→ DATASET ENTRIES:
————
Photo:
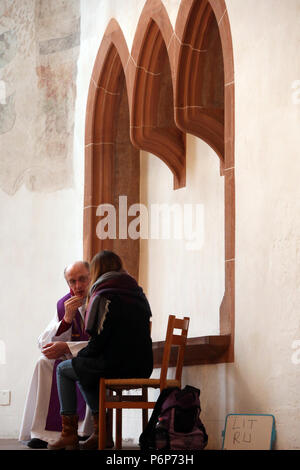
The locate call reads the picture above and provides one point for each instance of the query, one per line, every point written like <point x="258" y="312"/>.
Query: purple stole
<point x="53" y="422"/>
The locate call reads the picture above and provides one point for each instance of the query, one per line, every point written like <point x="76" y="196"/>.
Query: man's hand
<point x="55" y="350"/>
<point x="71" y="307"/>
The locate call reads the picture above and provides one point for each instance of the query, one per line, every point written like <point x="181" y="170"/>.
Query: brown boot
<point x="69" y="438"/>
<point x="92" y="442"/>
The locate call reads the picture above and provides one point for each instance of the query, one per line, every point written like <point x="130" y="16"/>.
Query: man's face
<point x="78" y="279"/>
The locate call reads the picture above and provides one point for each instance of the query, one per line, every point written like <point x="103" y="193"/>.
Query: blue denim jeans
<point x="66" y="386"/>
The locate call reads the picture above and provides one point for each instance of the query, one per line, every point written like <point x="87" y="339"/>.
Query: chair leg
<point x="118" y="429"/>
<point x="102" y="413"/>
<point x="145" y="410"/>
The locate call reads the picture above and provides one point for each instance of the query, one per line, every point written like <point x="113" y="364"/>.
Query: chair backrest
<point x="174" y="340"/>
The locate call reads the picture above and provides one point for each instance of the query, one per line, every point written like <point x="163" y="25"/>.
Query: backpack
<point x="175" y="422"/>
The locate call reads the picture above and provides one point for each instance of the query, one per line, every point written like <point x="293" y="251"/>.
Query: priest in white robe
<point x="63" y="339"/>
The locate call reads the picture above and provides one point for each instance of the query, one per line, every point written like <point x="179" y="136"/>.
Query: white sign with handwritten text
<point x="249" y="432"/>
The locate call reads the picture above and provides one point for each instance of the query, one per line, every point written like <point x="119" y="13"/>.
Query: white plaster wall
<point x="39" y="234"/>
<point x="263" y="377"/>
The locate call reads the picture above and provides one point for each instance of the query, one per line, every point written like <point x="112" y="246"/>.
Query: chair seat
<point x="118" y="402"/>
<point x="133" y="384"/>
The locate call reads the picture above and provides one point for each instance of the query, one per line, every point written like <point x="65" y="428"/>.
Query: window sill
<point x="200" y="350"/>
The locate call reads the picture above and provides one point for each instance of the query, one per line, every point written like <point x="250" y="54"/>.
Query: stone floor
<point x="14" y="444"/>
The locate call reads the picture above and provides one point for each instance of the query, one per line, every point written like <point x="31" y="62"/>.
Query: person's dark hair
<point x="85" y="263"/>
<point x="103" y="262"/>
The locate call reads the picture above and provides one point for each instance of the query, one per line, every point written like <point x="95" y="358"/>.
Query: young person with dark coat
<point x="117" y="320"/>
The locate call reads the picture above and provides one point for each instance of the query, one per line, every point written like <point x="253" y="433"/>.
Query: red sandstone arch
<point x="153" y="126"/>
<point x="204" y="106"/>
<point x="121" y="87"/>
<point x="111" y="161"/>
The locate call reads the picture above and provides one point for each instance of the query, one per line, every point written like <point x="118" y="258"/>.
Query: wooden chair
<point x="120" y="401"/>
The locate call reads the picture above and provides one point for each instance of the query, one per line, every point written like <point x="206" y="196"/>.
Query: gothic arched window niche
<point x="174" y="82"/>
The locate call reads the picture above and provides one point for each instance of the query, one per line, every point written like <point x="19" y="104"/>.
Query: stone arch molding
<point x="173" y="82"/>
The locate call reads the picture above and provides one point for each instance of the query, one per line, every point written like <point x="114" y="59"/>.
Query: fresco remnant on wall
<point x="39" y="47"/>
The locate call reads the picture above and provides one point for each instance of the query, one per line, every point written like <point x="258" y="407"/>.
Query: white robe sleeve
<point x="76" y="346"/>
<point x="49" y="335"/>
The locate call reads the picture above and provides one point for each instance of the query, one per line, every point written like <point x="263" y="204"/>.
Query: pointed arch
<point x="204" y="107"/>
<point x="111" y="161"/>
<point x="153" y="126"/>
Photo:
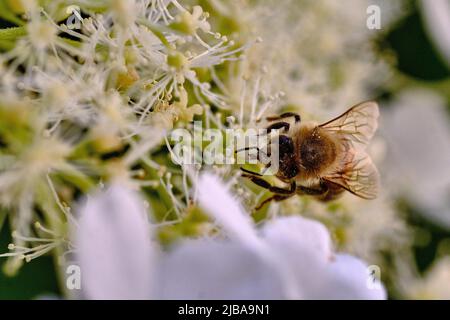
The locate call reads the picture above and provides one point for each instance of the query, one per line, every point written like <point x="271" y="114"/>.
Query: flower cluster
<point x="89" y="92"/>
————
→ TASK GOAL: Which lines of the records contain the word "chair"? Collect every such line, matching case exactly.

→ SOLUTION BELOW:
Query: chair leg
Query: chair backrest
Query: chair seat
Query: wooden chair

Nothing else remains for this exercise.